## begin The records

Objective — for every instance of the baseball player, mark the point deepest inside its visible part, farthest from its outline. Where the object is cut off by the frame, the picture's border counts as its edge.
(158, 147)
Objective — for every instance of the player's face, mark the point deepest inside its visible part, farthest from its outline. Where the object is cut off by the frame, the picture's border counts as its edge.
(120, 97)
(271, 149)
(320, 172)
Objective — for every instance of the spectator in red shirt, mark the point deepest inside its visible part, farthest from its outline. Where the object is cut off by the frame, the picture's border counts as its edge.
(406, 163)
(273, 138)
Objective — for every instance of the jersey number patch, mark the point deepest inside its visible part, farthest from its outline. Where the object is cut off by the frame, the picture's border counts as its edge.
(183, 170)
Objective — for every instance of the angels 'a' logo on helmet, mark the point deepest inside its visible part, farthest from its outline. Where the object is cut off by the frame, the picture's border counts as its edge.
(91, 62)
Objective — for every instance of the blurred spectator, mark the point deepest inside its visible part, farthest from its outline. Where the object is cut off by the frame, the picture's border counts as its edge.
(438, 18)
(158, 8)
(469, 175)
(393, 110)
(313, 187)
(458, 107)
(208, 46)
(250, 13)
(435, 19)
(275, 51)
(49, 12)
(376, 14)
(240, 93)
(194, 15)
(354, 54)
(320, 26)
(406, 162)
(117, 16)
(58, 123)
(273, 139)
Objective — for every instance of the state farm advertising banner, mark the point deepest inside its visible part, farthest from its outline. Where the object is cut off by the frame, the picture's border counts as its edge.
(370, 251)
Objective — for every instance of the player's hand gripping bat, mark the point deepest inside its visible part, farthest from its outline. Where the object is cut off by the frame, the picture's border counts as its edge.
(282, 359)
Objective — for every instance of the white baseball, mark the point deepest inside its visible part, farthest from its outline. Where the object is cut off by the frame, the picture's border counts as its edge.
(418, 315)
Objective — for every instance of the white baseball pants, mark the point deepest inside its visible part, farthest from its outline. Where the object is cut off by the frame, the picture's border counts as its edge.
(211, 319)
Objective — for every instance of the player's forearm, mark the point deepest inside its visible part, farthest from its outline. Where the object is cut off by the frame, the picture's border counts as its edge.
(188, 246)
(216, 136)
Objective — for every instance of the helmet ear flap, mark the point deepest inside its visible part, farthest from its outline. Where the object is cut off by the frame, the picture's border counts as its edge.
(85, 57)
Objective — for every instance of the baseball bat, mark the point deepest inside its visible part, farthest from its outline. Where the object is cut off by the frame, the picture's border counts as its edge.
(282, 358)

## end The records

Aim of the task » Can you write out, word for word, the records from the line that contains "Objective — for every instance of the white baseball pants, mark" through the last line of the records?

Response to this task »
Objective — for every instance of the white baseball pants, mark the point deepest inside its visible part, farthest from its outline. Where the object is cut off by the frame, the picture's border counts as its edge.
(211, 319)
Objective — for every instance of the player's forearm, mark the point deepest inside its visible part, farthest from its outline. Where the object is cut off by the frame, the picture's border counts as its edge.
(188, 246)
(216, 136)
Objective — for every instance of the helmet ear flap, mark the point deepest inside its visible part, farthest from its outline. Where the object is cut off by the frame, the picture's border counts as its edge.
(85, 57)
Objective — for every instance of the baseball bat, mark the point deepest inside its visible part, farthest from its outline. Where the object is cut off by the frame, the picture's border counts as its edge.
(282, 358)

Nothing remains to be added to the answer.